§ **Excerpt to read**
Project description:Systems Toxicology is the integration of classical toxicology with quantitative analysis of large networks of molecular and functional changes occurring across multiple levels of biological organization. Society demands increasingly close scrutiny of the potential health risks associated with exposure to chemicals present in our everyday life, leading to an increasing need for more predictive and accurate risk-assessment approaches. Developing such approaches requires a detailed mechanistic understanding of the ways in which xenobiotic substances perturb biological systems and lead to adverse outcomes. Thus, Systems Toxicology approaches offer modern strategies for gaining such mechanistic knowledge by combining advanced analytical and computational tools. Furthermore, Systems Toxicology is a means for the identification and application of biomarkers for improved safety assessments. In Systems Toxicology, quantitative systems-wide molecular changes in the context of an exposure are measured, and a causal chain of molecular events linking exposures with adverse outcomes (i.e., functional and apical end points) is deciphered. Mathematical models are then built to describe these processes in a quantitative manner. The integrated data analysis leads to the identification of how biological networks are perturbed by the exposure and enables the development of predictive mathematical models of toxicological processes. This perspective integrates current knowledge regarding bioanalytical approaches, computational analysis, and the potential for improved risk assessment.

Collected data:
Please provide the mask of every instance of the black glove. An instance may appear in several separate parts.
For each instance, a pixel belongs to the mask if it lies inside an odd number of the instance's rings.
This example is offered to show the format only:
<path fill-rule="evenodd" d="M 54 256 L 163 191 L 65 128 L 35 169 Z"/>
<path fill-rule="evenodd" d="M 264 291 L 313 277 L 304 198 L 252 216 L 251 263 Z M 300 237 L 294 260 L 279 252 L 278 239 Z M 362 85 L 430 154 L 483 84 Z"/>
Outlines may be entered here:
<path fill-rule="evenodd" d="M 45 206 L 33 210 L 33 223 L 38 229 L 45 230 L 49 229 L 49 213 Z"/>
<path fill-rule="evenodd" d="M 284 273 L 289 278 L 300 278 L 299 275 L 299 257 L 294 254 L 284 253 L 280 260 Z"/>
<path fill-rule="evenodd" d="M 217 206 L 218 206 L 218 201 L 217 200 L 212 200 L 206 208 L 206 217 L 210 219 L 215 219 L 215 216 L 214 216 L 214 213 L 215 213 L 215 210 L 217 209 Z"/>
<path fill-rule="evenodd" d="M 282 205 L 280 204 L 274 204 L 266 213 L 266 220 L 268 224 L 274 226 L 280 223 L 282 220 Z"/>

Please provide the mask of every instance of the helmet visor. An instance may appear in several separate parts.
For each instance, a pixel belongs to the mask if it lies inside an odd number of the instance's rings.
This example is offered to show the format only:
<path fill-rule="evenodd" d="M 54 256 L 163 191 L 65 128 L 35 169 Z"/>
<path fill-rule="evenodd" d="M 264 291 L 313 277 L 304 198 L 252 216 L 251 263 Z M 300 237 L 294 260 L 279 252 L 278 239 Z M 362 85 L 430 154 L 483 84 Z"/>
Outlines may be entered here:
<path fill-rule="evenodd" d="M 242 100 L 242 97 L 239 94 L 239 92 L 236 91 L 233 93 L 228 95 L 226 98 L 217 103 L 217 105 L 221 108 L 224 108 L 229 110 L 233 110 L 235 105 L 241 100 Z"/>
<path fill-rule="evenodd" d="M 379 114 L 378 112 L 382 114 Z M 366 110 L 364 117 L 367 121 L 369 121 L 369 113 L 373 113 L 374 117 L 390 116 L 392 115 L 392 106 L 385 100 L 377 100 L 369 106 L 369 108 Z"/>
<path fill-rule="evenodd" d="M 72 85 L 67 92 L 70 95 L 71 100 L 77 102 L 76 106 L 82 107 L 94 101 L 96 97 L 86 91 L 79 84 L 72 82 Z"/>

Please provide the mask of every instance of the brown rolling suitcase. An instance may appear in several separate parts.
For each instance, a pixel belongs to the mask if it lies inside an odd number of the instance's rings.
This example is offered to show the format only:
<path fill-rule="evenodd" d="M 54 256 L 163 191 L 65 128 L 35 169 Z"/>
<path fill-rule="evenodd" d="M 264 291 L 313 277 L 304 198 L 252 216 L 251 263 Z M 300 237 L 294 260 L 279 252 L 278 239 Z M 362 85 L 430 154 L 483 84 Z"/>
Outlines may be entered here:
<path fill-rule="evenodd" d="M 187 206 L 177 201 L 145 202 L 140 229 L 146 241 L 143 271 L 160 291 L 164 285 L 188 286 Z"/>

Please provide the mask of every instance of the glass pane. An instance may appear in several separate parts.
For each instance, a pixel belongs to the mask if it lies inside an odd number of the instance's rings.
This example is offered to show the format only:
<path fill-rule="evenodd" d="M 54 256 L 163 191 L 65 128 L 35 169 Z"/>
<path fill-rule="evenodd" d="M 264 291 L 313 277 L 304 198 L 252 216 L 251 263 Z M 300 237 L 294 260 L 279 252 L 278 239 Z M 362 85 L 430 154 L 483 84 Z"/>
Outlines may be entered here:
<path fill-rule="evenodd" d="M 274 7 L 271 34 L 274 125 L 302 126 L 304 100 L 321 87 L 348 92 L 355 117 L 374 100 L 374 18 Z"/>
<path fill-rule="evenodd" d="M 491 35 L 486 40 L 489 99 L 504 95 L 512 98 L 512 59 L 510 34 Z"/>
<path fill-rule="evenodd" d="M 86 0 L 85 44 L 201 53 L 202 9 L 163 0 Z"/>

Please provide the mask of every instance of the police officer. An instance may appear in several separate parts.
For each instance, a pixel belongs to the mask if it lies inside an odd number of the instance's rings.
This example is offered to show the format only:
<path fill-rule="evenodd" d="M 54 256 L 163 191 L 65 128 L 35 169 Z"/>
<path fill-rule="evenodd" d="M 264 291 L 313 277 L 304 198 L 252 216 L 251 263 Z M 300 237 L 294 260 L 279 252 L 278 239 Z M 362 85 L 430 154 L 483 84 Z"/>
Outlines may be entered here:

---

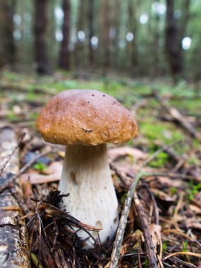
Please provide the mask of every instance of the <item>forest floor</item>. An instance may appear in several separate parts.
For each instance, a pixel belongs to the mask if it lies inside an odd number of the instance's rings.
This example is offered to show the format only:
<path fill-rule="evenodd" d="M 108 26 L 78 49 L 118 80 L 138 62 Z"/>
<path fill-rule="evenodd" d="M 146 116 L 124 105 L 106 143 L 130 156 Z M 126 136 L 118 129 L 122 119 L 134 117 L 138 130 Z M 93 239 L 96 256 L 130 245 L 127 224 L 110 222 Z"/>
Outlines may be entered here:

§ **What you are asked to do**
In the project description, what does Systems Toxicology integrate classical toxicology with?

§ **Solution**
Quantitative analysis of large networks of molecular and functional changes occurring across multiple levels of biological organization.